Simplicity in a complex world. Is it even possible? Seemingly no, but thankfully yes. Yes, it is absolutely possible.

The grand opportunities our 21st century world offers us are vast, en masse and arguably infinite. And this surplus of options, choices and paths can become overwhelming if we’re unclear about what makes the day run smoothly, our hearts feel deeply and our lives feel full and ever allowing us to grow and evolve.

As a young girl, oddly enough, I was certain, without any explanation or reasoning than “I knew it had to be possible!” that if only I could figure out the basics of life to successfully get me through the day regarding what I was eating, how to answer the basic questions of school and friends and life in general that I could then just enjoy the present. Now, yes, this notion is full of an abundant amount of naiveté, but after reading Simple Rules: How to Thrive in a Complex World I may have stumbled onto something unknowingly way back in my pre-teen years.

Granted, I didn’t have the knowledge or the wherewithal to know the science behind eating well or even know who the heck I was in order to choose a path that would align with my curiosities and passions, but I felt that the absolutes we have to tend to each day could be simplified so that the living of life, the joy in the everyday could be savored all the more.

After all, who wouldn’t want more time to read a good book and not worry about being interrupted by a chore or sleep? Who wouldn’t want more time with loved ones losing all track of the minutes and hours, yet all the while having a peace of mind because you know the bills are paid, the weekly grocery shopping is done and the week will begin well because everything has been tended to? Who wouldn’t want more time to tinker on a new recipe, fiddle with a new project or plan your next trip to explore the world? Who wouldn’t want to eat delicious, fulfilling food without worrying about your waistline?

Such a way of living is possible, and it’s possible everyday of your life with simple rules.

What are the benefits of crafting and living by simple rules?

  • they enable you to make quick, reasonably accurate decisions that require less effort than more complicated approaches
  • you become more likely to act on your decisions because they are easy to remember
  • your willpower remains strong because you don’t deplete it hemming and hawing over decisions that can be made quickly and effectively for your life
  • require a minimum level of coordination while leaving ample room for individuals to pursue their own objectives. 

As the authors of Simple Rules points out in chapter one, the best-selling author on food and nutrition Michael Pollan in his book Food Rules: An Eater’s Manual coined his own simple rules regarding food: “Eat food. Not too much. Mostly plants.” The reasons why simple rules work, such as his, are that “they give concrete guidance without being overly prescriptive” and “they leave room to exercise creativity and pursue unanticipated opportunities.”

Now, it’s important to note that simple rules will evolve as your life evolves. Some will remain basically the same, but some will only serve you well for a particular period in your life due to what roles you are inhabiting, what you are trying to accomplish, etc.

While there are many arenas in your life that you are probably already contemplating creating simple rules for, I thought I’d share with you six foundational areas of our lives and example simple rules in each to consider. Feel free to tweak, take or toss based on how you want to live and what you need in your life at the present moment.

~Tune in to this episode of the podcast to hear my commentary which offers more detail about each simple rule you see below.

Eating
“Real food. Bookend with water. Add color.”

> _Things to do_
• A. Rewrite this part of the simple-rules text, starting at the words "The grand opportunities" and ending after "my pre-teen years.", with "overwhelming" replaced by "exhausting".
• B. Find every line of the records that contains the string "white" and copy each one.
The text and the records have nothing to do with each other.

Source records:
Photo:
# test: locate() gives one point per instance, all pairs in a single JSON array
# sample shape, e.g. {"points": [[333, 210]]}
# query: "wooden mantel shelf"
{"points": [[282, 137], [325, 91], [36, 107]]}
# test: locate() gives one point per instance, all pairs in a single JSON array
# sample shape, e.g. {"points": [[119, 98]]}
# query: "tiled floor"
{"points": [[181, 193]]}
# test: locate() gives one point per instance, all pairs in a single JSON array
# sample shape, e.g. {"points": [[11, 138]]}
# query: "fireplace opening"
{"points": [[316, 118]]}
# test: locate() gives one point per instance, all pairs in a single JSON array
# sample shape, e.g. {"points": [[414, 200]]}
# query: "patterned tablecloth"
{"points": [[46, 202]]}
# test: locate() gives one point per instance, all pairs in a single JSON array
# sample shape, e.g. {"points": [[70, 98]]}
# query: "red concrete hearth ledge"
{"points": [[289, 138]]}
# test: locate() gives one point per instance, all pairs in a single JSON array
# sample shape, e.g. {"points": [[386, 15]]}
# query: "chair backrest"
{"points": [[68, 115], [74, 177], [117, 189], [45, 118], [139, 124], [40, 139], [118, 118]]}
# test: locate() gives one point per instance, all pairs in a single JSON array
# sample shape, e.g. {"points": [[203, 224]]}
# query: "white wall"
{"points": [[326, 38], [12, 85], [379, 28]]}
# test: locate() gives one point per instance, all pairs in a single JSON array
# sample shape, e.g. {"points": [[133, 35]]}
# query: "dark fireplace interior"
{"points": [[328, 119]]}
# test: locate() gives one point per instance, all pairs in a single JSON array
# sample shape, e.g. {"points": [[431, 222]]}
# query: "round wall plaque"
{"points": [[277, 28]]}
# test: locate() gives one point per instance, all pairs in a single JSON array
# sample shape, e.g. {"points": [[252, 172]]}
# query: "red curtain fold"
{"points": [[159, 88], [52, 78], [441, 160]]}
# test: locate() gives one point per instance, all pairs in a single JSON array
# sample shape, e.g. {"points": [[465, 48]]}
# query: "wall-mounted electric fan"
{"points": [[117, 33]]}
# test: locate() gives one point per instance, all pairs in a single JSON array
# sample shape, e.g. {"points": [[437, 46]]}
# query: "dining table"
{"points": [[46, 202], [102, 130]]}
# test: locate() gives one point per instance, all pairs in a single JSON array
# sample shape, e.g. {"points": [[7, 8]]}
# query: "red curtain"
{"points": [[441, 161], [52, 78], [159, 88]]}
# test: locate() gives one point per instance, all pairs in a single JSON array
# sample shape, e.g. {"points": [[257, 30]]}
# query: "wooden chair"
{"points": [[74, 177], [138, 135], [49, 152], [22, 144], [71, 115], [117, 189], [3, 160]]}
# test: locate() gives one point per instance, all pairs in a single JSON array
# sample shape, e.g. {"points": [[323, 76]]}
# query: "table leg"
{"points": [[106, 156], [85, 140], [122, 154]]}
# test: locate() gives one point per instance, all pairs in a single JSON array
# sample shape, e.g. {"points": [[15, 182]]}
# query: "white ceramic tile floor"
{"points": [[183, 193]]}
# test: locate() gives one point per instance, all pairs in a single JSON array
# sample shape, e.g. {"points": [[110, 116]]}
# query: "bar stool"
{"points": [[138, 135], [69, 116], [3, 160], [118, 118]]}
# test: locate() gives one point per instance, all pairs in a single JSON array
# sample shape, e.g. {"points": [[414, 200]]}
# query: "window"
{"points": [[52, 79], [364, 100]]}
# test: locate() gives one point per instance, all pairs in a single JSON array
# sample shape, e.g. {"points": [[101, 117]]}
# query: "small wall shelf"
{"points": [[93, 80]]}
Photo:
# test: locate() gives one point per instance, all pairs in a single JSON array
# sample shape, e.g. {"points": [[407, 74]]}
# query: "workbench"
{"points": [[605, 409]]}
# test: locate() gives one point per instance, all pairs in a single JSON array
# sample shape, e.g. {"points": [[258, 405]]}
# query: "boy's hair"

> _Written answers_
• A.
The grand opportunities our 21st century world offers us are vast, en masse and arguably infinite. And this surplus of options, choices and paths can become exhausting if we’re unclear about what makes the day run smoothly, our hearts feel deeply and our lives feel full and ever allowing us to grow and evolve.

As a young girl, oddly enough, I was certain, without any explanation or reasoning than “I knew it had to be possible!” that if only I could figure out the basics of life to successfully get me through the day regarding what I was eating, how to answer the basic questions of school and friends and life in general that I could then just enjoy the present. Now, yes, this notion is full of an abundant amount of naiveté, but after reading Simple Rules: How to Thrive in a Complex World I may have stumbled onto something unknowingly way back in my pre-teen years.

• B.
# query: "white wall"
# query: "white ceramic tile floor"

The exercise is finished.